• Work required
Copy out verbatim the lines starting with the one that contains "Could you please locate the glass" and going on through the one that contains "[281, 89, 332, 160]", both included.

• Excerpted data
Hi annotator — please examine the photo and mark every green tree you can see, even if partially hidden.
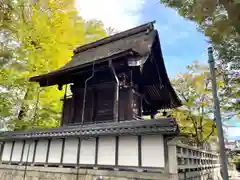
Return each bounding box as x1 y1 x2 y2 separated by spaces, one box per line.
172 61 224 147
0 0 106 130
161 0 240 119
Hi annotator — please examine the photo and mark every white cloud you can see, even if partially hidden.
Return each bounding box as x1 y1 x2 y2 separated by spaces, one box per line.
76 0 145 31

* * *

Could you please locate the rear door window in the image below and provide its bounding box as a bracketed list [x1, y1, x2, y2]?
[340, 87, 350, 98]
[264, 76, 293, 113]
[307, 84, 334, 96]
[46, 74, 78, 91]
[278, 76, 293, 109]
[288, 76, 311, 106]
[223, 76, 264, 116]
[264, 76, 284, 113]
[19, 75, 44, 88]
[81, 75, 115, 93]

---

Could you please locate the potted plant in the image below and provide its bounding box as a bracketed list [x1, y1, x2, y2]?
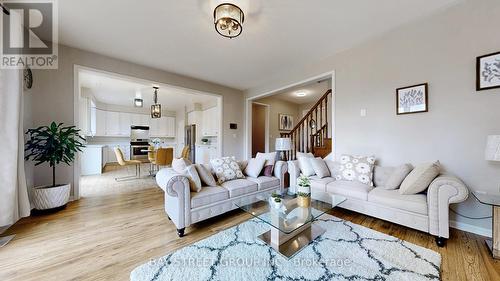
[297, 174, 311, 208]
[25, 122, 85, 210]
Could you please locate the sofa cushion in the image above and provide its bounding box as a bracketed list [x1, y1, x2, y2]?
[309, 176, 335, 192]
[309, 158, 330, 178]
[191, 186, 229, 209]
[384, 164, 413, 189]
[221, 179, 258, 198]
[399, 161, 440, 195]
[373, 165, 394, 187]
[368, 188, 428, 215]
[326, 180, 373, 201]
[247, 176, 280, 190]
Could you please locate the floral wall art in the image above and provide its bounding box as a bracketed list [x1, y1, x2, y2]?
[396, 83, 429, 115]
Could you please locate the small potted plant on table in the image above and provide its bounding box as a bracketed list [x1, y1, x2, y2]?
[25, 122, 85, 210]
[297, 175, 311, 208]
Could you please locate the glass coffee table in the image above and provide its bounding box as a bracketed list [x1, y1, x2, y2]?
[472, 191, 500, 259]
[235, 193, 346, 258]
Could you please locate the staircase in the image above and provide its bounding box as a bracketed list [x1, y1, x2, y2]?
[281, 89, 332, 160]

• Solution for this exercise
Could you please locate the glass coffee table in the image above and provide its bounding box as a bracketed list [x1, y1, x2, y2]?
[472, 191, 500, 259]
[235, 193, 346, 258]
Could you please locate the staircase in the image above and provide its bounding box as a bracketed list [x1, y1, x2, y2]?
[281, 89, 332, 160]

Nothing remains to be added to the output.